:: Rows

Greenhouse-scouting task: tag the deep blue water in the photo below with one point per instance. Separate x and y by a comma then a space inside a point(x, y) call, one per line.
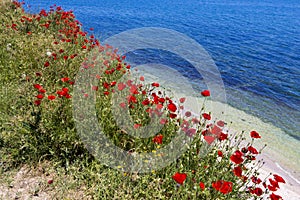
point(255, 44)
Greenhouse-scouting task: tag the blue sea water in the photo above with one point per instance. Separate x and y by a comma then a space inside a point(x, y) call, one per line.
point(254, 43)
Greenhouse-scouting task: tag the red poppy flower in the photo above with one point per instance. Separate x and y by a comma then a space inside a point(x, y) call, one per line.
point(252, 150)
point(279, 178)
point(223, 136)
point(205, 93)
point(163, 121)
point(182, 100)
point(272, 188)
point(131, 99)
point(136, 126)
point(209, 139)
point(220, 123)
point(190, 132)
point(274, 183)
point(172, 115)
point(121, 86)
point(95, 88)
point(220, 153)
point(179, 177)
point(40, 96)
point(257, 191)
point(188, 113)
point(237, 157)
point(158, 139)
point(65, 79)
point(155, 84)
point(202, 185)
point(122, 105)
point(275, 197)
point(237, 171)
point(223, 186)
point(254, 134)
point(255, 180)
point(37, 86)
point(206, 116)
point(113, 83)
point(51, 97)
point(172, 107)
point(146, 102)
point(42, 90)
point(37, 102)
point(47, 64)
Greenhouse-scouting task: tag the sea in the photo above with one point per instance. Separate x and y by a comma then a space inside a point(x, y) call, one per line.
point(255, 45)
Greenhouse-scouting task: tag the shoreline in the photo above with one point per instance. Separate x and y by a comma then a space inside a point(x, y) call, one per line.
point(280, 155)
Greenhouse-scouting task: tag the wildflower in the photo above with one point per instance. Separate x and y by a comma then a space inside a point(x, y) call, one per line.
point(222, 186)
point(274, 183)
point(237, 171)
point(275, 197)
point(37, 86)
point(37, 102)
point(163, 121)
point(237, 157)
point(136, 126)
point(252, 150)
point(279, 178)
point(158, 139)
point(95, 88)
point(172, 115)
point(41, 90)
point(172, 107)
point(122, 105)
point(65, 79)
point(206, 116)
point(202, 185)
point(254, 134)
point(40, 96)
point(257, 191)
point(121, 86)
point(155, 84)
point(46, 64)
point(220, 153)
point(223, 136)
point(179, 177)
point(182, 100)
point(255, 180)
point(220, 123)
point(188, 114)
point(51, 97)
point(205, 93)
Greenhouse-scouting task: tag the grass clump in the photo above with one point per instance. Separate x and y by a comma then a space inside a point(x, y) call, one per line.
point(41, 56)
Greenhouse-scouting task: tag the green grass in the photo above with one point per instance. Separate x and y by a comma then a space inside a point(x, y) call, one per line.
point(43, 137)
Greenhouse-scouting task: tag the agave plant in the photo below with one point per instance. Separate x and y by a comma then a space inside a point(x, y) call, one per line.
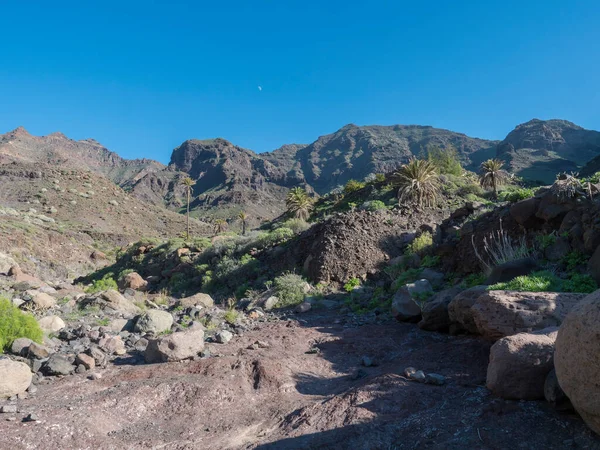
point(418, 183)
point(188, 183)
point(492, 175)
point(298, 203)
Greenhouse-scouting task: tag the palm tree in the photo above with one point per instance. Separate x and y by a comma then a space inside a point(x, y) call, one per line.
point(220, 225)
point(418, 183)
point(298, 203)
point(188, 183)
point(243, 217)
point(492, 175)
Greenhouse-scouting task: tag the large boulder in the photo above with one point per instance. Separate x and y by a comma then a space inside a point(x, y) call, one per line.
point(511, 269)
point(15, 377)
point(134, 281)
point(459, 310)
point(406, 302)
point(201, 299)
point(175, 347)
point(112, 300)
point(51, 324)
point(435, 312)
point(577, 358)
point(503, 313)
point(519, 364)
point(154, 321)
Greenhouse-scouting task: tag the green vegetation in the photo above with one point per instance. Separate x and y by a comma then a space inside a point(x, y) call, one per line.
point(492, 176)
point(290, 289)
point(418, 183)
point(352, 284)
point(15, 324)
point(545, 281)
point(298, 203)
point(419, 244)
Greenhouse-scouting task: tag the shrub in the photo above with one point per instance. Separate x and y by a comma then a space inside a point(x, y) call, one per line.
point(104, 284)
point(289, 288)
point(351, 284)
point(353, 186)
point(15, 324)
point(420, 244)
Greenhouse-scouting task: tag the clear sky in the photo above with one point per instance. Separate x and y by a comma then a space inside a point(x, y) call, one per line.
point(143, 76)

::::
:: Rows

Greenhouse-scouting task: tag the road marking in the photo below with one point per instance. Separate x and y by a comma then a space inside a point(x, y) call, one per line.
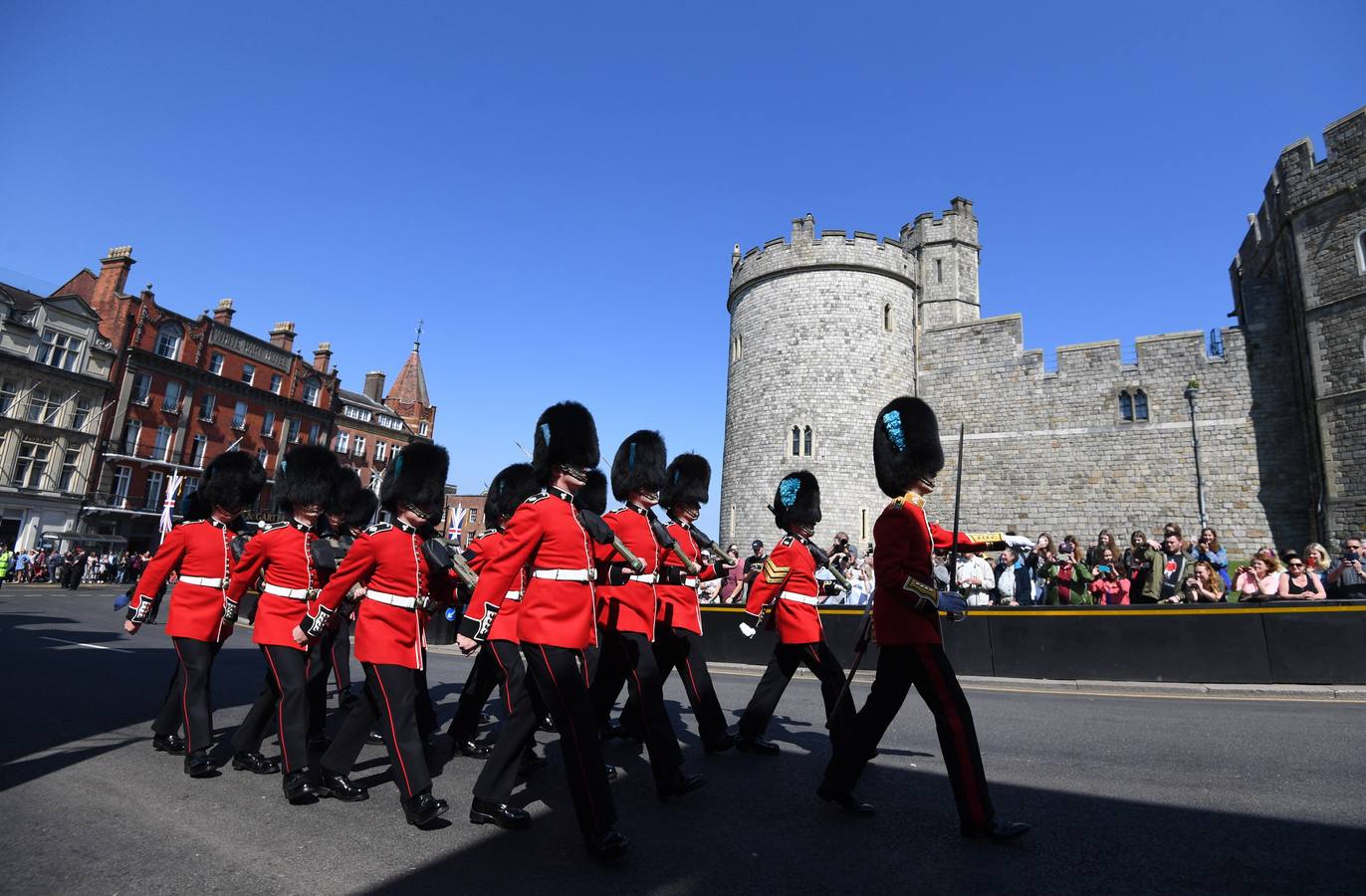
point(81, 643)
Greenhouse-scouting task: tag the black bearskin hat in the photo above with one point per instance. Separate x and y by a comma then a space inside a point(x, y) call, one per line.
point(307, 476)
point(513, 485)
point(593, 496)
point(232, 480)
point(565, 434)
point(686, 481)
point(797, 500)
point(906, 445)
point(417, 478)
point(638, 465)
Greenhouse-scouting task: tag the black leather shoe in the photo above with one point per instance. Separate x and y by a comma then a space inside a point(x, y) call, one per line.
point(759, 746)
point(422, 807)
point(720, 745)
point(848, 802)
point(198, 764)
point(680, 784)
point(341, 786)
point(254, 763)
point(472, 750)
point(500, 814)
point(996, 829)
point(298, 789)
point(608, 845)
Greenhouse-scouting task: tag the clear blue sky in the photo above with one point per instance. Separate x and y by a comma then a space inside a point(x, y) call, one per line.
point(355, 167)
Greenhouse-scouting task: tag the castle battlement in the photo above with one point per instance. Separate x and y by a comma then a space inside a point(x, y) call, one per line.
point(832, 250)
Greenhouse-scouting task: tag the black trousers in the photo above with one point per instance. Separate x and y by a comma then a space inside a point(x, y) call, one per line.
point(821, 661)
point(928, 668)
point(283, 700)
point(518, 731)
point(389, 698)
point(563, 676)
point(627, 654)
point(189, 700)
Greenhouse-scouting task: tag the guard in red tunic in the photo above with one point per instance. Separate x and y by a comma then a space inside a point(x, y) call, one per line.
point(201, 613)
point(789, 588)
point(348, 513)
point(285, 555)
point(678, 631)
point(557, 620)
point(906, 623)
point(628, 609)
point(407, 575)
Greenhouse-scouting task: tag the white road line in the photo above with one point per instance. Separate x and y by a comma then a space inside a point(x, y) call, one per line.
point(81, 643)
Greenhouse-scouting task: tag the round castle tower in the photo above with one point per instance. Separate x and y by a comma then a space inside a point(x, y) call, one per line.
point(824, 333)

::::

**Description of the task:** Rewrite the stretch of lines from the one containing "Greenhouse-scouting task: tag the deep" through the one containing "point(254, 43)", raising every point coordinate in the answers by 59. Leave the pictures out.

**Correct response:**
Greenhouse-scouting task: tag the deep blue water in the photo below with one point per instance. Separate x and y by a comma then a space inside a point(x, y) call, one per line.
point(314, 103)
Greenhouse-scouting task: tag the blue sea water in the photo above with one point per instance. Separate x and y by a comma then a space inside a point(x, y) call, one per line.
point(313, 102)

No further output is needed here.